» **RECORDS**

▬▬▬

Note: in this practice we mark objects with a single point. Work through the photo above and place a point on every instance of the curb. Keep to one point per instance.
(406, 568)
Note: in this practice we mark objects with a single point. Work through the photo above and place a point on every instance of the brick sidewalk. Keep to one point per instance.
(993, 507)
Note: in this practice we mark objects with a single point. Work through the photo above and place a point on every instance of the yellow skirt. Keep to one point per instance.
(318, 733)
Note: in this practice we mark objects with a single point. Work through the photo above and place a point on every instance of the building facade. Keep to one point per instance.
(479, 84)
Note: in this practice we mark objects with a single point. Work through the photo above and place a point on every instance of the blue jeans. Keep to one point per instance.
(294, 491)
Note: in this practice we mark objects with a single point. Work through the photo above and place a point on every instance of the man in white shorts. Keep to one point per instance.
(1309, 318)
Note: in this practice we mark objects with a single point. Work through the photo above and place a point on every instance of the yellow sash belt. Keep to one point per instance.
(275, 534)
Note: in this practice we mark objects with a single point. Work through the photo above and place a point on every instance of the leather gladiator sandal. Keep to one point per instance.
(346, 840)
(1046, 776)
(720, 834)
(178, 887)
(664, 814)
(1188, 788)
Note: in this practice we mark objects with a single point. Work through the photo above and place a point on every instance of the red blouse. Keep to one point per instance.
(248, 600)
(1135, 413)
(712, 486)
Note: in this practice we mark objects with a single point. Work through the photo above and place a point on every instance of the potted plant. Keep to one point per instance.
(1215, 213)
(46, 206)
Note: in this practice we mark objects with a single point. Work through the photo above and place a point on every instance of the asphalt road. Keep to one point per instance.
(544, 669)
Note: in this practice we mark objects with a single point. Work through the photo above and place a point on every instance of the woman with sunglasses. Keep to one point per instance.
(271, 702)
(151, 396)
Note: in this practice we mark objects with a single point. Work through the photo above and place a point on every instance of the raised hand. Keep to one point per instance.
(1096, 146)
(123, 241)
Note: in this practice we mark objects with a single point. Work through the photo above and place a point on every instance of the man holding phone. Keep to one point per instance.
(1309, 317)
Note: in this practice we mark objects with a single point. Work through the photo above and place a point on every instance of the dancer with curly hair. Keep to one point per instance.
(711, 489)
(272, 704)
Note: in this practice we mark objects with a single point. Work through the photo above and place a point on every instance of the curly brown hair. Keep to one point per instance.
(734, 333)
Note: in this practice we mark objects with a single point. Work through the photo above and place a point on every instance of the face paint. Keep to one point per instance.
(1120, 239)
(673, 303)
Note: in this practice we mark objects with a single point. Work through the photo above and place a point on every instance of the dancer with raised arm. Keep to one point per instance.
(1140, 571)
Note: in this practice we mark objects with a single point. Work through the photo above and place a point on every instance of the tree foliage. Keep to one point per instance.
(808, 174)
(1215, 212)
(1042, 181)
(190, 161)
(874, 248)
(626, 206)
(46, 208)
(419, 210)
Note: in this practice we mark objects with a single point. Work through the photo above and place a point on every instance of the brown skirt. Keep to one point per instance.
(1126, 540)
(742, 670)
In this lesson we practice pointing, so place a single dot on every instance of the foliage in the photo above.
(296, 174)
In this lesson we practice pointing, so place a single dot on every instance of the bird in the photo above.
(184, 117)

▬▬▬

» **WORK REQUEST**
Without omitting anything, set down all the entries above again.

» **TASK OUTPUT**
Note: in this practice we mark objects with a single point. Work through the photo above and place a point on every instance of the curb. Keep to one point per instance.
(406, 568)
Note: in this practice we mark objects with a single point. Work through the photo above and place a point on every instance of the brick sidewalk. Keep to one point per instance.
(993, 507)
Note: in this practice we mark objects with a single point. Work through the photo above and place a point on every instance of the yellow skirt. Keep to one point per instance.
(318, 733)
Note: in this practice we mark objects with a single point. Work through the photo above and place a point on every instance of the building facade. Keep to one point per instance.
(479, 84)
Note: in this practice we mark objects with a single point. Work through the photo above and place a point on every instance of the blue jeans. Keep to one point per instance.
(294, 491)
Note: in this practice we mark objects with a single point. Work through the photo above and place a point on every instance of the man in white shorts. Keep to one point per instance.
(1309, 318)
Note: in this practice we mark objects with a single point. Work through the photo above and place a point on every instance of the yellow sash belt. Keep to one point per instance.
(275, 534)
Note: in this practice we mark objects with a single point. Work through the photo above and place a point on every instance of the leather gladiator sandal. Keep to one point per instance.
(346, 840)
(1046, 776)
(720, 834)
(178, 887)
(664, 814)
(1188, 788)
Note: in this practice we mark objects with a single point. Work through the photo above and place a point on every instance of the red blouse. Keep to one point per instance.
(248, 600)
(1135, 413)
(712, 486)
Note: in this practice we mark objects with a single point. Work through the photo above and place a point on every instance of the potted plant. Keep to one point per instance.
(1215, 213)
(46, 206)
Note: in this practice we mark objects with a single point. Work through the photo above and place a point on every instance of the asphalt road. Keep to one point per instance.
(544, 669)
Note: in this practice we mark objects with a single point. Work through the photo above and place a point on every instance of the woman with sunglasses. Keep to one point per instance.
(271, 702)
(151, 396)
Note: in this practice we mark objects with a single point. Work through the photo above and place a point on every instance of the raised hand. Keep to one point per instance.
(1096, 146)
(123, 241)
Note: in this practice we mark objects with a single point. Work through the photo above and place a point on every instance of the man holding phone. Keep to one point per instance.
(1309, 317)
Note: in this practice we mark objects with a single point. Work through the photo above and place a point on every instance of the dancer with curly hair. Keep to one point per instance.
(711, 489)
(272, 704)
Note: in this practice we mark objects with a single point. Work through the photo above and place a point on every instance of the curly brown hair. Keep to one point per instance.
(734, 333)
Note: in this practice we mark objects with a single point. Work through the photo above and place a point on every instance of the face paint. Keep to one point per instance.
(1120, 239)
(673, 303)
Note: in this practice we mark objects with a single point. Work through the photo above and place a point on every instance of the dancer with raised arm. Keep to one point per instance.
(1140, 571)
Note: in this practice we mark objects with a single point. Work through the photo above and place a point on every instance of the tree foliage. Keep to one point per instance.
(808, 174)
(1215, 212)
(1042, 181)
(190, 161)
(874, 248)
(626, 206)
(46, 208)
(419, 210)
Note: in this practice we mark objects with a single point. Work through the photo above and place a point on every instance of the brown skirt. Keep to one point per instance.
(1126, 540)
(742, 670)
In this lesson we practice pointing, so place a single dot on every instance of the foliage in the photo above.
(296, 174)
In this lesson we practice pointing, so place a single dot on every instance of the bird in the photo above.
(184, 117)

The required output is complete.